» **Aim of the task**:
Each entry needs to be restated exactly as written.

» **Records to process**:
================
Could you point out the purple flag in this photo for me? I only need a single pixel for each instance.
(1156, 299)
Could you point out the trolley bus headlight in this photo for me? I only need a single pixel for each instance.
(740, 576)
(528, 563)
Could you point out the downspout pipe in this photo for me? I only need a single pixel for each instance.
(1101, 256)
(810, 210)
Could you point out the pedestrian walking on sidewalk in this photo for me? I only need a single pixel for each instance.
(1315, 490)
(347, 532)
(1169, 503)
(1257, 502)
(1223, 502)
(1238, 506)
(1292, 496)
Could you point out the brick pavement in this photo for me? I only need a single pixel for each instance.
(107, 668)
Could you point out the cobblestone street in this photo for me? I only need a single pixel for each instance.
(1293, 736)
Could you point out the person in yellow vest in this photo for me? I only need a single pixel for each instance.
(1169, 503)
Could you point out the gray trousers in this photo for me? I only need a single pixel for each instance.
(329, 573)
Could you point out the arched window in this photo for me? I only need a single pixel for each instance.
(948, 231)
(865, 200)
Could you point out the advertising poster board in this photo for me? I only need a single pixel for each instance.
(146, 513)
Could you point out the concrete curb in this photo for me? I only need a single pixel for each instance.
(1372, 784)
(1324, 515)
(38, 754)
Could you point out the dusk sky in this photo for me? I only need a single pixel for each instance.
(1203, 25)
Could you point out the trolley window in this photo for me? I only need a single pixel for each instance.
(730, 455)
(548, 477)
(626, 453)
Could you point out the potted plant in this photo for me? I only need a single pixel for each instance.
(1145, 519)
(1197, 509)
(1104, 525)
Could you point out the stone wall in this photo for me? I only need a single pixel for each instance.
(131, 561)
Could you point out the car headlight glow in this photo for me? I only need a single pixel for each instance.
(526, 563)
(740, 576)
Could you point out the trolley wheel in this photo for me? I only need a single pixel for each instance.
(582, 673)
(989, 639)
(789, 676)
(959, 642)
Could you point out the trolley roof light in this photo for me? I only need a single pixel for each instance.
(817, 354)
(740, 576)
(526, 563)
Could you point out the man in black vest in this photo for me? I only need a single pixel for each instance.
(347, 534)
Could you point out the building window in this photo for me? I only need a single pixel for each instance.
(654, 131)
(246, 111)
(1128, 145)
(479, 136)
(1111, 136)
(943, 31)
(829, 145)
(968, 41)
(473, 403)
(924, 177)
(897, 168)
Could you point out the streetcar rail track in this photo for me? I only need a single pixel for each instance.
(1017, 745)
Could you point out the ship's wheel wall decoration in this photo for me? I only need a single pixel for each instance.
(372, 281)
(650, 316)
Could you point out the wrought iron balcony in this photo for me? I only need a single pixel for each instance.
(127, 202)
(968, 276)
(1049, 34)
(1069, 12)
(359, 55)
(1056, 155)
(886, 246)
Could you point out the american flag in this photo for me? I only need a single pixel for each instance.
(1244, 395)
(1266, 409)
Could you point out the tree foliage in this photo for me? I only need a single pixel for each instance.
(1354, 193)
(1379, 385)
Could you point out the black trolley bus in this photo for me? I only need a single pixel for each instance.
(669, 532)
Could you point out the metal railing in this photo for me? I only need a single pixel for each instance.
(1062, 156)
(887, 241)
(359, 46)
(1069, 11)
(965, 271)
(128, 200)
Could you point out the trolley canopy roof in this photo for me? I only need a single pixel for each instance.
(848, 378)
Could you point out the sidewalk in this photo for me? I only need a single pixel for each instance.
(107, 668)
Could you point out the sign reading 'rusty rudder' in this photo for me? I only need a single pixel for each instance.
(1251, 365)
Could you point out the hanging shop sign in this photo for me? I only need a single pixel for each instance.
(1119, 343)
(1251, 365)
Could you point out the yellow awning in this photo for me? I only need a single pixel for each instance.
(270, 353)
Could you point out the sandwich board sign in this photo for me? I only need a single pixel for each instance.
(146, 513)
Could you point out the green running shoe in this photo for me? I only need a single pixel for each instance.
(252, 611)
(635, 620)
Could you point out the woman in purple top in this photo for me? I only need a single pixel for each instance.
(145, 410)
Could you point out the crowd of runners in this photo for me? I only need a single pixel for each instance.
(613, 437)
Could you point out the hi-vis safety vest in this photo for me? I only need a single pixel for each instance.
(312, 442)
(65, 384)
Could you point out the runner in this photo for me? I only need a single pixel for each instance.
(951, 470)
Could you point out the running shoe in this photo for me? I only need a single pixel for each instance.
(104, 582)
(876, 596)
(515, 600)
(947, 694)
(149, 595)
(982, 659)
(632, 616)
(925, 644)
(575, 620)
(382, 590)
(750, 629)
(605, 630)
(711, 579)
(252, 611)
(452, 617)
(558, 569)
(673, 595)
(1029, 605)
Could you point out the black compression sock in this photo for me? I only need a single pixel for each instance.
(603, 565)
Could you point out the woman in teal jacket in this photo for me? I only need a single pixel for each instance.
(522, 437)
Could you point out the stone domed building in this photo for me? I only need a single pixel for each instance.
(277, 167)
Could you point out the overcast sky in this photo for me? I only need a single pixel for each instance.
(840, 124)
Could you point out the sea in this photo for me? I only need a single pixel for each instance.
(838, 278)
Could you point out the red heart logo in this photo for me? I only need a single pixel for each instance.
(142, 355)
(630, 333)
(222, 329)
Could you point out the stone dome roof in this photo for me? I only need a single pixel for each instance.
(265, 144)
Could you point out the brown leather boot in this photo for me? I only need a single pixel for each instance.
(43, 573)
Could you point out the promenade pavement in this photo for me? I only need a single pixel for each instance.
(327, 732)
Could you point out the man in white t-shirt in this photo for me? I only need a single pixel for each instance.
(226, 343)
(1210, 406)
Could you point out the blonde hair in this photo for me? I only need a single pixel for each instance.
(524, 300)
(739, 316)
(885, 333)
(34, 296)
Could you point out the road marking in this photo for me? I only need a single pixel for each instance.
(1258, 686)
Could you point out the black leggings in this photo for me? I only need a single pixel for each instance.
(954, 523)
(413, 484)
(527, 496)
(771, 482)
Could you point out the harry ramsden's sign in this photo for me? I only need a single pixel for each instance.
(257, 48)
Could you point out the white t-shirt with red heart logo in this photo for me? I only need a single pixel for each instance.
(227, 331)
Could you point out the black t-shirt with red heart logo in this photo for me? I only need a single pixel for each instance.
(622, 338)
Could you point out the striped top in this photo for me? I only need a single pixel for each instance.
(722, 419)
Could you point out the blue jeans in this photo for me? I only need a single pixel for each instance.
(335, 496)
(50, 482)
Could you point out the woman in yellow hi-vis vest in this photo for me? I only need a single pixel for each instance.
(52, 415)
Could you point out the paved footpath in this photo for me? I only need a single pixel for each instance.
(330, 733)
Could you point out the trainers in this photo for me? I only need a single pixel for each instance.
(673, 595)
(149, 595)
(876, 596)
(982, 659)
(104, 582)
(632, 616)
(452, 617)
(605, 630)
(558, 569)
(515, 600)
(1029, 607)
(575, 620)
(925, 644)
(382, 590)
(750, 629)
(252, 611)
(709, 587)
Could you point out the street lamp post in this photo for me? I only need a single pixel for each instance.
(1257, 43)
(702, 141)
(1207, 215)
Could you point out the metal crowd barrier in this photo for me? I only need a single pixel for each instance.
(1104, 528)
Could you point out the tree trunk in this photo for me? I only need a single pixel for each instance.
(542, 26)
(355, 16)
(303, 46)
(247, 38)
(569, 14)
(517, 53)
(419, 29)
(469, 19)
================
» **Task response**:
Could you point out the purple flag in this photo for me? I only need a single pixel for each instance.
(1156, 299)
Could you point out the trolley bus headlight in this photo for me? I only need a single pixel for each instance.
(740, 576)
(528, 563)
Could you point out the downspout pipe in this photo for me? I only need a single pixel for each instance.
(1101, 256)
(810, 210)
Could you point out the pedestrian walking on sidewalk in this photo for me? I only need a single pixel for each instance.
(1315, 490)
(347, 532)
(1169, 503)
(1257, 502)
(1223, 502)
(1238, 506)
(1292, 496)
Could you point out the brick pavement in this photo for me? I only need a single pixel for each instance.
(107, 668)
Could you point out the cobblestone street in this photo for me? I only need a single pixel for each instance.
(1293, 736)
Could you point out the person in yellow vest in this photo for me? I only need a single pixel for each instance.
(1169, 503)
Could you point out the gray trousers in this photo for me? I only need a single pixel for each instance.
(329, 573)
Could you point out the arched window in this photo for me? I only need a single pixel for each instance.
(948, 231)
(865, 200)
Could you point out the advertising poster board in this photo for me? I only need a single pixel for each instance.
(146, 513)
Could you point out the concrete curb in this photo for me? I only need a single pixel for each instance.
(1372, 784)
(1324, 515)
(38, 754)
Could you point out the dusk sky in this photo for me? I only need a single pixel for each instance.
(1203, 25)
Could you point out the trolley window in this photo for me? I only need a single pixel for each instance.
(730, 455)
(548, 477)
(626, 453)
Could you point out the potted plant in this photo for me? I only need a single pixel for each instance.
(1145, 519)
(1197, 509)
(1104, 525)
Could you point out the stone wall in this photo for me? I only need a single pixel for each instance.
(131, 561)
Could you point out the car headlight glow in this photo for me? I only need a single pixel for each instance.
(526, 563)
(740, 576)
Could you point out the trolley wheel in this photo for me? I only need a single pixel for each instance.
(582, 673)
(989, 639)
(789, 676)
(959, 642)
Could you point out the trolley roof light in this photo for me? I only need a single pixel for each instance.
(817, 354)
(740, 576)
(526, 563)
Could you point out the man in black vest in this photo for me? I only need a single pixel for each instance.
(347, 534)
Could you point out the building window in this photo for me? I only need a single pixel for each instance.
(654, 131)
(246, 111)
(1128, 145)
(479, 136)
(1111, 136)
(943, 31)
(829, 145)
(968, 41)
(473, 403)
(924, 177)
(897, 168)
Could you point out the streetcar rail track in this photo for me? I only need a single pixel for each instance.
(1017, 745)
Could you point out the ship's wheel wall decoration in this photo for me? I only need a single pixel for each instance.
(372, 281)
(650, 316)
Could you point out the wrought iron balcony in this photo for me? I only need a single pixel for each instance.
(127, 202)
(968, 276)
(1049, 34)
(1069, 12)
(359, 55)
(1056, 155)
(886, 246)
Could you point out the american flag in this photo for me? I only need a single pixel for each instance.
(1244, 395)
(1266, 409)
Could you point out the tree foliage in this photo for me? I only need a single pixel for each instance.
(1354, 193)
(1379, 385)
Could you point out the black trolley bus in this photo for me? I only need a single pixel for each instance.
(669, 532)
Could you point out the metal railing in this photo for me? I only need a single pixel for each instance.
(1062, 156)
(887, 241)
(359, 46)
(1069, 11)
(965, 271)
(128, 200)
Could you point out the trolley canopy roof in this photo for me? I only need a single pixel for each instance.
(848, 378)
Could you point out the sidewalk in this photo for me? I only need a single pixel for each instance.
(107, 668)
Could you point out the sign reading 'rusty rudder' in this photo for me? I only need a single pixel for each instance.
(1251, 365)
Could you point out the hanging shop sign in this photo for me? I only need a single pixel for each instance.
(1119, 343)
(1251, 365)
Could you point out the yellow awning in this photo for me? I only need a single pixel for each instance.
(270, 353)
Could you point out the sandwich board sign in this photo for me? I only need a single pixel for each instance.
(146, 513)
Could you point out the green running shoe in this photo for me? I only need a single pixel for each instance.
(252, 611)
(635, 620)
Could you point out the woman in purple top in this photo for me? I only need a single pixel for each instance.
(145, 410)
Could you point out the crowd of runners in this photo for me? I only need a single pixel for each instance.
(613, 437)
Could you point out the hi-vis safety vest in this photo for me? I only need a single pixel for each instance.
(312, 442)
(65, 384)
Could you point out the runner in this photo for me? I only need a single pixel for each instance.
(951, 470)
Could you point out the running shoe in this photo for me? I only need a single pixel for each instance.
(104, 582)
(876, 596)
(515, 600)
(947, 694)
(149, 595)
(982, 659)
(632, 616)
(925, 644)
(575, 620)
(382, 590)
(750, 629)
(605, 630)
(711, 579)
(252, 611)
(452, 617)
(558, 569)
(673, 595)
(1029, 605)
Could you point out the black compression sock in this photo for me? I only need a single pixel for each instance.
(603, 565)
Could you point out the woman in teal jacket in this photo for me? I only need a single pixel for each instance.
(522, 437)
Could you point out the stone domed building in this photo for me? I only need a single pixel for each instance.
(277, 167)
Could you point out the overcast sky in this photo for me? I only need a single pixel for each instance.
(840, 124)
Could you point out the sea in this photo for me? I only need a single pixel for each instance.
(838, 278)
Could you point out the red heart logo in this photo for me? I only need a single pixel for each instance.
(142, 355)
(630, 333)
(222, 329)
Could you point out the stone dome roof in this photo for me? I only need a single pixel for each instance.
(265, 144)
Could you point out the brown leather boot in this photo for me? I only need a single pixel for each instance.
(43, 573)
Could you point out the promenade pavement in this photo for me? I only need a single pixel for each instance.
(327, 732)
Could you point out the man in white t-shirt in this photo for me? I only need a single pixel for each instance.
(226, 343)
(1210, 406)
Could you point out the blonde hair in this photo for me? I only need a single pixel for each instance.
(524, 300)
(739, 316)
(885, 333)
(34, 296)
Could you point out the road marking in this photo for me? I only need a single pixel for each instance.
(1258, 686)
Could you point out the black leggings in this photo for me? I only need a single pixel for each instance.
(954, 523)
(413, 484)
(527, 496)
(771, 482)
Could you point out the harry ramsden's sign in this photo for me? I only need a single pixel for each instance.
(257, 48)
Could you point out the white t-shirt with red heart logo in this photo for me? I only need a single pixel for each instance.
(227, 331)
Could you point out the black t-shirt with red heart logo in this photo for me? I only need a single pixel for each instance.
(622, 338)
Could you point out the striped top in this photo for me? I only need a single pixel for each instance.
(722, 419)
Could you point out the blue jeans in this photo for me? I only need a single pixel for each instance.
(335, 496)
(50, 482)
Could you point out the woman in yellow hi-vis vest in this photo for me? I only need a single pixel for each instance.
(52, 415)
Could you point out the paved footpath in this photo for me? I only need a single pixel for each instance.
(330, 733)
Could you point out the trainers in this photo for me? I only need a single pixel for each instance.
(673, 595)
(149, 595)
(876, 596)
(982, 659)
(104, 582)
(632, 616)
(452, 617)
(605, 630)
(558, 569)
(515, 600)
(1029, 607)
(575, 620)
(925, 644)
(382, 590)
(750, 629)
(252, 611)
(709, 587)
Could you point out the street lamp post in this photo for me? I only need a single pixel for each instance.
(1257, 43)
(702, 141)
(1207, 215)
Could you point out the metal crowd barrier in this photo for me? I only need a single pixel for each instance.
(1104, 528)
Could you point out the tree trunk in this photo for me? I only need a single pixel for each instance.
(542, 26)
(355, 16)
(303, 46)
(247, 38)
(569, 14)
(517, 53)
(419, 29)
(469, 19)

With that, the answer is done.